• **Document**:
(begin)

Questions about the precision of the trained model #23

ttbuffey · 2019-04-29T05:58:14Z

Dear Author,

When we run the model trained with the default dataset in deep-code-search-master/pytorch/data/github, we find the relevance of search result to the input question is not very high, with the highest similarity 0.3;

I want to confirm if the the result of the default dataset is indeed not that relevant? what's the similarity score you tried?
Question: "convert string to date "
Result: ('public static String formatSeconds ( Object obj ) { long time = - 1L ; if ( obj instanceof Long ) { time = ( ( Long ) obj ) . longValue ( ) ; } else if ( obj instanceof Integer ) { time = ( ( Integer ) obj ) . intValue ( ) ; } return ( time + "-s" ) ; } \r\n', 0.31213856)
How about using the larger dataset you provided in the "Google Drive"- https://drive.google.com/drive/folders/1GZYLT_lzhlVczXjD6dgwVUvDDPHMB6L7?usp=sharing;
Will the precision based on the large dataset will be much higher? We haven't got the result yet because it takes quite a long time to train.

Sincerely hope you can help answer, Thx a lot.

guxd · 2019-04-29T06:03:15Z

Yes, you should use the larger dateset. The small data is just for quick setup.

ttbuffey · 2019-04-29T06:40:44Z

Can you provide an already-trained model based on the large dataset for me to have a test?
Because our GPU server to train the model is quite slow, for seven days, we only run 11/2000; It still takes quite a long time.

(end)

• **Information provided**:
(begin)

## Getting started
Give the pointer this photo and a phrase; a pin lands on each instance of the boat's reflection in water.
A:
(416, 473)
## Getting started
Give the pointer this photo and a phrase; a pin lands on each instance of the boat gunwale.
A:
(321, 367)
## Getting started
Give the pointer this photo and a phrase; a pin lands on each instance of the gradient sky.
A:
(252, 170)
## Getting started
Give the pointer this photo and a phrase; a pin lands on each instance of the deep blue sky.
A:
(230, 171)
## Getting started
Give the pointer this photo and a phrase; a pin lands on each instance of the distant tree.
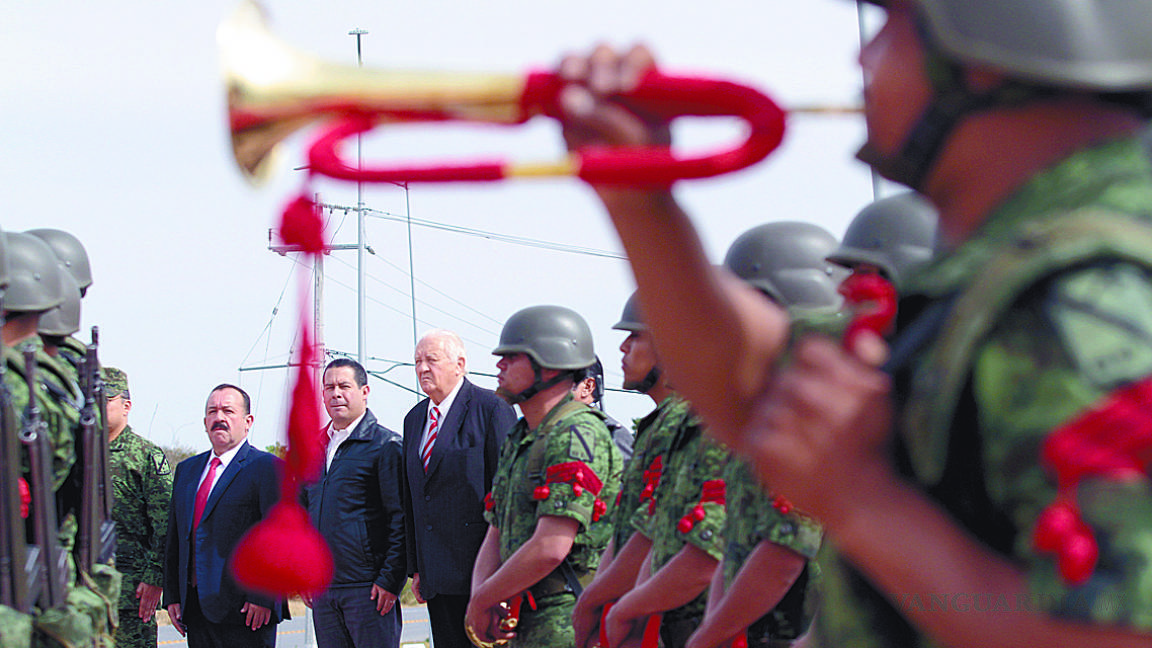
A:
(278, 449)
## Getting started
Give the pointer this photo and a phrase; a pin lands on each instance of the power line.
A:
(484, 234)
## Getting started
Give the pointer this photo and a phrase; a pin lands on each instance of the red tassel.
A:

(end)
(begin)

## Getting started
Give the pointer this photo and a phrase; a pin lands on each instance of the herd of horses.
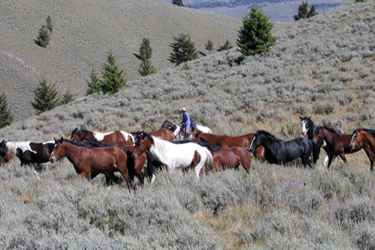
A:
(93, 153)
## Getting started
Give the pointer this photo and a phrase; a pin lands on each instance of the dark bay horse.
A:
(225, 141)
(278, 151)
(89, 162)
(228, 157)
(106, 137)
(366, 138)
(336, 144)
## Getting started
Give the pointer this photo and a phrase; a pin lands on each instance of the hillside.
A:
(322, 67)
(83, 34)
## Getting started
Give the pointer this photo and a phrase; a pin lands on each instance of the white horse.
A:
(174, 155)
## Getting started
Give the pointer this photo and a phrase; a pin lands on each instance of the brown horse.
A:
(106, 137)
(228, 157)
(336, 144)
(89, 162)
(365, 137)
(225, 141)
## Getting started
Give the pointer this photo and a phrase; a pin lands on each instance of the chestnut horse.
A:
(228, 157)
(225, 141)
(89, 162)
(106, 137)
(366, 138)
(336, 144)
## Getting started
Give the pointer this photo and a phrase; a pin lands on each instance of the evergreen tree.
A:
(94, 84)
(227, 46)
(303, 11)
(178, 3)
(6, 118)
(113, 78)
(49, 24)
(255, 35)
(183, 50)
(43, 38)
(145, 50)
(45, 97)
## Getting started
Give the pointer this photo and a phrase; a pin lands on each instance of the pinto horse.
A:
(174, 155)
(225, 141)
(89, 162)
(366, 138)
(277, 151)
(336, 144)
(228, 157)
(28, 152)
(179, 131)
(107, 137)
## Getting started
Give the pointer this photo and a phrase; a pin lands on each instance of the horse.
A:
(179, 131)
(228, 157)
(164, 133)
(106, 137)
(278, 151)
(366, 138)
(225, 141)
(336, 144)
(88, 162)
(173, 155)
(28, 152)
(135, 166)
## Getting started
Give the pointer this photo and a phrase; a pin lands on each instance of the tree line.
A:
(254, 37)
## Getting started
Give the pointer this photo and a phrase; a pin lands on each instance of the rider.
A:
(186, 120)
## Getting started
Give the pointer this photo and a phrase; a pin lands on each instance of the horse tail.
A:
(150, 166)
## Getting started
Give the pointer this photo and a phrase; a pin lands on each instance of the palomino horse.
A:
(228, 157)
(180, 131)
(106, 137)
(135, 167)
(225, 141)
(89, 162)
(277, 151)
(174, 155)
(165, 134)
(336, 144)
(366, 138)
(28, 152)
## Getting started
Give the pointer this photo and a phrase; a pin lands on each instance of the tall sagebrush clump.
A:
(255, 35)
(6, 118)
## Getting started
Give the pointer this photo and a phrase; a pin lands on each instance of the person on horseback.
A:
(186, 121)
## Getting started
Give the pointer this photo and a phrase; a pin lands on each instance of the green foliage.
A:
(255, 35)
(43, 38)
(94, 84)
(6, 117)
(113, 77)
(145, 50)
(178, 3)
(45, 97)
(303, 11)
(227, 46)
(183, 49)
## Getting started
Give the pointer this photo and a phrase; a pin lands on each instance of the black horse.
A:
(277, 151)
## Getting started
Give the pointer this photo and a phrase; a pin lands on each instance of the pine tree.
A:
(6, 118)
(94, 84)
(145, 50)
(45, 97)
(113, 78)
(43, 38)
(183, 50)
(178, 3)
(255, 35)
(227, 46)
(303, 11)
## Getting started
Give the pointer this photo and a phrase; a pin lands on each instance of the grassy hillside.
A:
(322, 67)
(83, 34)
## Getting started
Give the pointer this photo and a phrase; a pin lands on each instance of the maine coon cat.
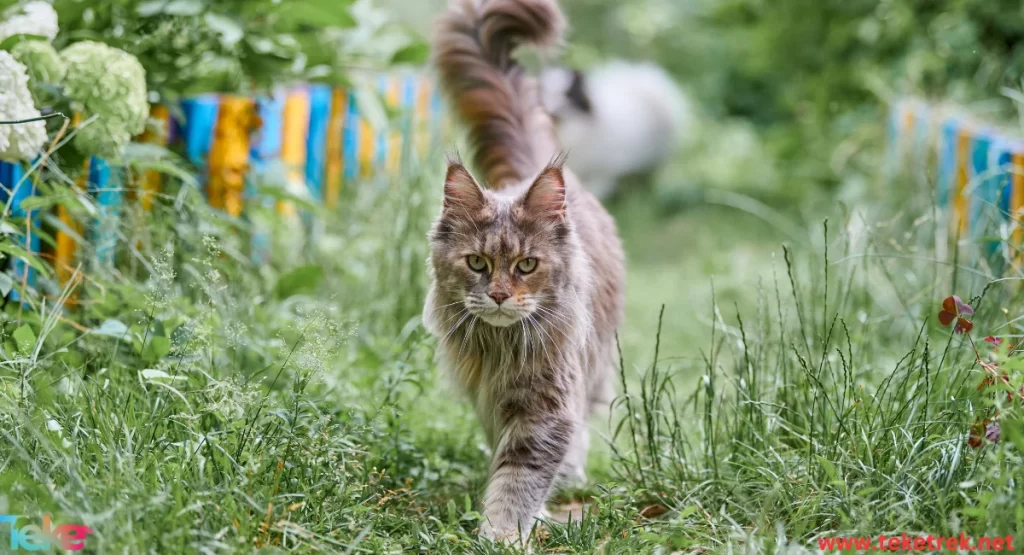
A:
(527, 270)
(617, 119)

(end)
(begin)

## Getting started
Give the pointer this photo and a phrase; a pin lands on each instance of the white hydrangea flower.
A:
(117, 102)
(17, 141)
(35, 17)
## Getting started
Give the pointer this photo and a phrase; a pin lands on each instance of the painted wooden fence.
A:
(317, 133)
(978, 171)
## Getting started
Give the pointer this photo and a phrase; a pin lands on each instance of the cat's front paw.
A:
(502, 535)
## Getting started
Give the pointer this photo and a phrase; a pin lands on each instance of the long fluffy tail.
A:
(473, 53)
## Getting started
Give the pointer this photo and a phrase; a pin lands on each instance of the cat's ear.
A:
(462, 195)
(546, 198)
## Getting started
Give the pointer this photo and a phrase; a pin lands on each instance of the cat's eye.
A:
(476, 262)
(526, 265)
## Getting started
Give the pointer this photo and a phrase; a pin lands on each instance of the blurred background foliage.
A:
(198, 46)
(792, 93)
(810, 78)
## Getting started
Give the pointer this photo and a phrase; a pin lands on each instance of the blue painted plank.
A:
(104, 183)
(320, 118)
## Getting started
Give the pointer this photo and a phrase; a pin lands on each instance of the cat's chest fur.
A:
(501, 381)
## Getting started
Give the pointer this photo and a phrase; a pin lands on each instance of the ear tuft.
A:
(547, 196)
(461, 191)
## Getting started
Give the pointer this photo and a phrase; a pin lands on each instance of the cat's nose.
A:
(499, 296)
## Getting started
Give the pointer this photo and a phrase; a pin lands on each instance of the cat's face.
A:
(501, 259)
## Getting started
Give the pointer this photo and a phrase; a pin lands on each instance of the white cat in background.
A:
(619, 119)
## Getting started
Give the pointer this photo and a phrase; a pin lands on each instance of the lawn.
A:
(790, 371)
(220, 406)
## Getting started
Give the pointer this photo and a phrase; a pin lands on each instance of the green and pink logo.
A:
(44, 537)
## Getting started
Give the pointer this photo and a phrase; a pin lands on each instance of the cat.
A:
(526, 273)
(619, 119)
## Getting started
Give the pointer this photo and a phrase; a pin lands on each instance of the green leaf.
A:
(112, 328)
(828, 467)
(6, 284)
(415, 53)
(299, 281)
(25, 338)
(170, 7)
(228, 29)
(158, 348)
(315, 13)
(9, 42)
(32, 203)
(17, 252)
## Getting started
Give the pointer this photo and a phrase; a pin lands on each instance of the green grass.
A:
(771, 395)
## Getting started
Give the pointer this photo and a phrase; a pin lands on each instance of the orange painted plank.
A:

(end)

• **Objective**:
How would you condense the thread's paragraph that begins "When we run the model trained" into one short sentence that keeps its main facts?

• **Full solution**:
Search results from the model trained on the default dataset in deep-code-search-master/pytorch/data/github show low relevance to the input question, with a highest similarity of 0.3.